Request:
Count how many lines in the entries below contain the string "roof". Reply with that number alone.

Extracted data:
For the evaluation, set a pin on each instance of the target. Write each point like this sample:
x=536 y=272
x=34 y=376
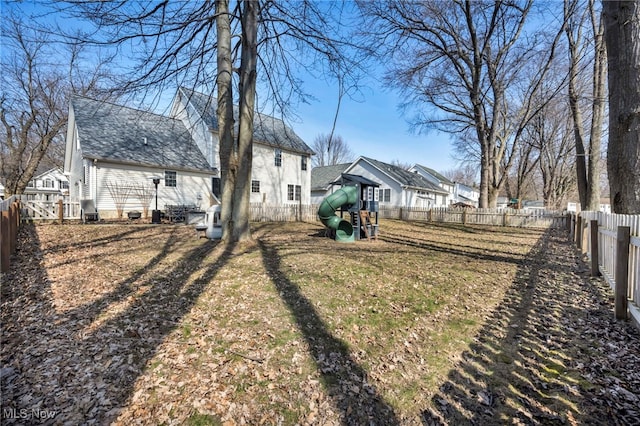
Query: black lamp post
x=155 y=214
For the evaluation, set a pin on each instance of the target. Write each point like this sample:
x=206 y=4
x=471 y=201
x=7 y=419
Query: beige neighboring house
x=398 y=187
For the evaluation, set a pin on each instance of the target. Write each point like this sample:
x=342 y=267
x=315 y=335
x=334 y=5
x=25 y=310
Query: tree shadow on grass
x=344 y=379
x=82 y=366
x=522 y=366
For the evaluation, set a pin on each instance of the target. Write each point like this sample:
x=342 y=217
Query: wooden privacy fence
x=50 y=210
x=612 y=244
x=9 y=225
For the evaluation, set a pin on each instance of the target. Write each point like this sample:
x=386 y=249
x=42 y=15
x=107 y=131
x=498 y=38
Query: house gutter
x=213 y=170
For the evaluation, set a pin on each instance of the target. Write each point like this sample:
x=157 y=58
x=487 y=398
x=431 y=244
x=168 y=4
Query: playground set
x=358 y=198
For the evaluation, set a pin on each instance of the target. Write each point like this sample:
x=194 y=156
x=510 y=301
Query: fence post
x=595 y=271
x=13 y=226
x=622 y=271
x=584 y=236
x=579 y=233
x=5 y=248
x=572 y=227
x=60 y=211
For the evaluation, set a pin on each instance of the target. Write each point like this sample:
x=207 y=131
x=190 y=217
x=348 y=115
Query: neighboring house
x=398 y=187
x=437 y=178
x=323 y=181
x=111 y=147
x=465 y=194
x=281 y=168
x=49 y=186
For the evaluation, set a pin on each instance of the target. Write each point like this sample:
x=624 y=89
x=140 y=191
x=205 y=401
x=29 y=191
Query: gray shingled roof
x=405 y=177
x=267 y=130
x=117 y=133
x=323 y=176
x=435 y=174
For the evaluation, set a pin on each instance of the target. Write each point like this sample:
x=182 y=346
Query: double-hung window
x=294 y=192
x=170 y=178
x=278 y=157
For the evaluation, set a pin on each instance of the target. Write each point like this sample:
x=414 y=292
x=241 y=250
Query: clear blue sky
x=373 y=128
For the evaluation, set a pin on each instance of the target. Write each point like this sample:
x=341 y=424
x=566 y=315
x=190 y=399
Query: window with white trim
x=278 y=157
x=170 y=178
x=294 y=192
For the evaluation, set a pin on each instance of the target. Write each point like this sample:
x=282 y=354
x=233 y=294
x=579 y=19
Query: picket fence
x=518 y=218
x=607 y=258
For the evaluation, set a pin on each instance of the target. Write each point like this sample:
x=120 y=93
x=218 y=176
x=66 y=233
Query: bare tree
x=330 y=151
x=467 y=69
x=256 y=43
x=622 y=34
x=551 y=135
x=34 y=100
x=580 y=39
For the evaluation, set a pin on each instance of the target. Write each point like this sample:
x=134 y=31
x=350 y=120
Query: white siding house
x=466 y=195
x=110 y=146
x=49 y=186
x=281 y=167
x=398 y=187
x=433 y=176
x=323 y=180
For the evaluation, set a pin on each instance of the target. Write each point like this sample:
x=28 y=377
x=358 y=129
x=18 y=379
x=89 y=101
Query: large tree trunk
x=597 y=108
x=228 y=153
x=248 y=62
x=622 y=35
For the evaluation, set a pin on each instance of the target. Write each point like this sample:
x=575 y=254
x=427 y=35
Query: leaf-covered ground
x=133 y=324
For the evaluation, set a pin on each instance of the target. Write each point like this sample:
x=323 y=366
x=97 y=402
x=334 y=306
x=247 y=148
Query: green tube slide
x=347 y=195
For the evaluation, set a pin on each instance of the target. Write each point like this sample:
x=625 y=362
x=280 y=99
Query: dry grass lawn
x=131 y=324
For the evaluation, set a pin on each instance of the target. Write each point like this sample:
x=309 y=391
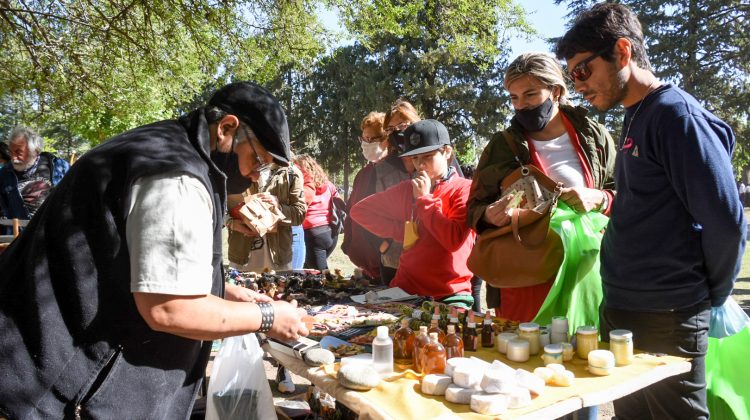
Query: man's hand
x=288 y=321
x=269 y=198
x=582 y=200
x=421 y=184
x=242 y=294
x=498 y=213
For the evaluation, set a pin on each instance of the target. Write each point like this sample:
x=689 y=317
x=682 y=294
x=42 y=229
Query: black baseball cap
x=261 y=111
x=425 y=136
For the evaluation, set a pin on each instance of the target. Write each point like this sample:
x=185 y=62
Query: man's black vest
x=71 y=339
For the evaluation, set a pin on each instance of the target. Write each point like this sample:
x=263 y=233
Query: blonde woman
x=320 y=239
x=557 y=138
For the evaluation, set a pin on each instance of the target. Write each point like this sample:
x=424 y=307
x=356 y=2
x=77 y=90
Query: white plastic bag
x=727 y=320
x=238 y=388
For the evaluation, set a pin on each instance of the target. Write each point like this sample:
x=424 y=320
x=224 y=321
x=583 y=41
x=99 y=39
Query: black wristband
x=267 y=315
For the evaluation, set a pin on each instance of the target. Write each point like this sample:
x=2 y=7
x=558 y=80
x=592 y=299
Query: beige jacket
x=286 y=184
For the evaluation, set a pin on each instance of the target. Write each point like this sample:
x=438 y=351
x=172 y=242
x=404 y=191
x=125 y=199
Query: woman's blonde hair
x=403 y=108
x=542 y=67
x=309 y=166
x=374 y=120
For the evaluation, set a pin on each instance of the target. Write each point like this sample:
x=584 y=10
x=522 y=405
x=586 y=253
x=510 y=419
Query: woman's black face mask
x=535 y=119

...

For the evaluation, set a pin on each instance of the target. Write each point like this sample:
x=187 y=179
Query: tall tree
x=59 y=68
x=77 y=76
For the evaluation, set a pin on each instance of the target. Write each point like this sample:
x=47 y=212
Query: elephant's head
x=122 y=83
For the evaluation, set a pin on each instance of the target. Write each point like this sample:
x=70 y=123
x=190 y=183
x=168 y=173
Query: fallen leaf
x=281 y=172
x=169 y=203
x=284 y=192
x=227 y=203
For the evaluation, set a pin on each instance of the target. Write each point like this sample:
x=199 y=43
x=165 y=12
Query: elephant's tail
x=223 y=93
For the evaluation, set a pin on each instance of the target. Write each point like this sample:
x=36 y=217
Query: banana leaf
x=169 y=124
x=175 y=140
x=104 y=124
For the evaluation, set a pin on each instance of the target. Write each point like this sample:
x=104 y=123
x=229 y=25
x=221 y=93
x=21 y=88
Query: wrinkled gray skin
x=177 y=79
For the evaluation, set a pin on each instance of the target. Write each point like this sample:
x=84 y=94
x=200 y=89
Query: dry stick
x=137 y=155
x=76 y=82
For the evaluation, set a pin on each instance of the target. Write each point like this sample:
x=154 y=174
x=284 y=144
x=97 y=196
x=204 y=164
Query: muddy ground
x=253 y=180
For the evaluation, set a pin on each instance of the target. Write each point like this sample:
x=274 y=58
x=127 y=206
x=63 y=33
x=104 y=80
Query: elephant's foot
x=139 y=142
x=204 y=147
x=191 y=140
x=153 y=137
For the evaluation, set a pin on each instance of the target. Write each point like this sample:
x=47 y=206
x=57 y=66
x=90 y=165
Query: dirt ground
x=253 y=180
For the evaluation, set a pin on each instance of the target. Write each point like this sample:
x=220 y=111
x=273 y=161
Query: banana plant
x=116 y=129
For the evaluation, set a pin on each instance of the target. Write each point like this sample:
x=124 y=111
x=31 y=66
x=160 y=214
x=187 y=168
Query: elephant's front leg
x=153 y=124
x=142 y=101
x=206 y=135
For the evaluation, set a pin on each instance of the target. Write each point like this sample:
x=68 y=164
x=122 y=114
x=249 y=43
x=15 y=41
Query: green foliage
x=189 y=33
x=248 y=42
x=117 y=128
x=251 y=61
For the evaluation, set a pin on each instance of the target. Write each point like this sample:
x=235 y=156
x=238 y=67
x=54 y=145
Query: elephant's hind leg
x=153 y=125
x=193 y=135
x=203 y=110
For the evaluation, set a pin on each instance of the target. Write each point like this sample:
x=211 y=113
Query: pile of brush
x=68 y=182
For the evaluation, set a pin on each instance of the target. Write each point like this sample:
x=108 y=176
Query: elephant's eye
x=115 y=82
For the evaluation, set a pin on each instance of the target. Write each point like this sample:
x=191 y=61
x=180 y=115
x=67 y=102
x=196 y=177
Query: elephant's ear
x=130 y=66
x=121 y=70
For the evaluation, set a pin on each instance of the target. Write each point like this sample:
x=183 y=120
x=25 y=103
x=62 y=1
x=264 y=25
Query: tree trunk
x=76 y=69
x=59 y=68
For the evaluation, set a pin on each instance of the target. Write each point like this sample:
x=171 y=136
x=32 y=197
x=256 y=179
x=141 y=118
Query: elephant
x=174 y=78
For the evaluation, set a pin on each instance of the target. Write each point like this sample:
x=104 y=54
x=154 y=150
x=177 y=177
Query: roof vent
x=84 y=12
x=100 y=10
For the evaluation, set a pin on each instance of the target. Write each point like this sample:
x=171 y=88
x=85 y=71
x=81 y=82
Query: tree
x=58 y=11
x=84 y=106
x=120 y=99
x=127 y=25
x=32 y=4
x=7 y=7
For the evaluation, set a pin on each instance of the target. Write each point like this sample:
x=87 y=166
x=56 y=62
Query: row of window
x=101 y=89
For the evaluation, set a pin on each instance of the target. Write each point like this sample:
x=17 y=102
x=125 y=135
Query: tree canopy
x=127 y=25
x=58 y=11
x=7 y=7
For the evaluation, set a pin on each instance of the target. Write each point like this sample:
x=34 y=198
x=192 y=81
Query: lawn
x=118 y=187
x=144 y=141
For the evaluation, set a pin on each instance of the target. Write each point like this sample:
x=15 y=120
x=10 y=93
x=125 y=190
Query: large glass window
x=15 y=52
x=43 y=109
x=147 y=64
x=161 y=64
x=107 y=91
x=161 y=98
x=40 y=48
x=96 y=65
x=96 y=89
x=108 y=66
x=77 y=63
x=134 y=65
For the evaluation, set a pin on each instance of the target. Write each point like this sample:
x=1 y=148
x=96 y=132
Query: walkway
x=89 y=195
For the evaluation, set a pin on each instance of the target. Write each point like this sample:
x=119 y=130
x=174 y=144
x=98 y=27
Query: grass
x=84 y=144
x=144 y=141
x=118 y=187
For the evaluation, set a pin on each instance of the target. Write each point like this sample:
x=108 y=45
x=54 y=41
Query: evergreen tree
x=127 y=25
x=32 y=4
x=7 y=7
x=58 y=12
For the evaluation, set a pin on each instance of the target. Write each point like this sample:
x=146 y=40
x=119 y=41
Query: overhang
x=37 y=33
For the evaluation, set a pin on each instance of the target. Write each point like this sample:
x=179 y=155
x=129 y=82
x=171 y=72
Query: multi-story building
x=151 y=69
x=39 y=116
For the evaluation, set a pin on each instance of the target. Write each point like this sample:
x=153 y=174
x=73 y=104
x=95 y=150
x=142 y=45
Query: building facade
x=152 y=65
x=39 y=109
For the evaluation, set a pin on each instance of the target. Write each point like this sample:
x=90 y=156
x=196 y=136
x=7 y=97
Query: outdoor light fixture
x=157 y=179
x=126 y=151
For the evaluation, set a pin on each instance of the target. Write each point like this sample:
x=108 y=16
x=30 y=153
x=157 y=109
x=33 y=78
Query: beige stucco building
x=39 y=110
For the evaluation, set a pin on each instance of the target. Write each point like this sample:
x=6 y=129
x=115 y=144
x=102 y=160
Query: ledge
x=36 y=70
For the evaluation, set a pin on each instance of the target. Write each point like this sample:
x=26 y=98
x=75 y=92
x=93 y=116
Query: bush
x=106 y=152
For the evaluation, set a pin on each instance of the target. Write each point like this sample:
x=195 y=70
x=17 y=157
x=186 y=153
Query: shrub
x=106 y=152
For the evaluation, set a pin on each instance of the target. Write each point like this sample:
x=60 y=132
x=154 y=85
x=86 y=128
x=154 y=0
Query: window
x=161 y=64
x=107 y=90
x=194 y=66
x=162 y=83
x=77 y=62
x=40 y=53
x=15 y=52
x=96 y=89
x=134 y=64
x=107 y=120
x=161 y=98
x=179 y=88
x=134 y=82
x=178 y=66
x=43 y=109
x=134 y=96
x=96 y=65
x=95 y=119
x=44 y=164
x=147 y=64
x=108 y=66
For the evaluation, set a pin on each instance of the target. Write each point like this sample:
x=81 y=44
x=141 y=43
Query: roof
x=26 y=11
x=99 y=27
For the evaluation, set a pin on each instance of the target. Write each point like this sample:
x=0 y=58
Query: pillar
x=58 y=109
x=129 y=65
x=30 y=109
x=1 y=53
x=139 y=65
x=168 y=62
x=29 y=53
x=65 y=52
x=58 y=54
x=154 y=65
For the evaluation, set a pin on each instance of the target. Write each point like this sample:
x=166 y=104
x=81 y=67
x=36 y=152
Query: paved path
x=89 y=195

The reply:
3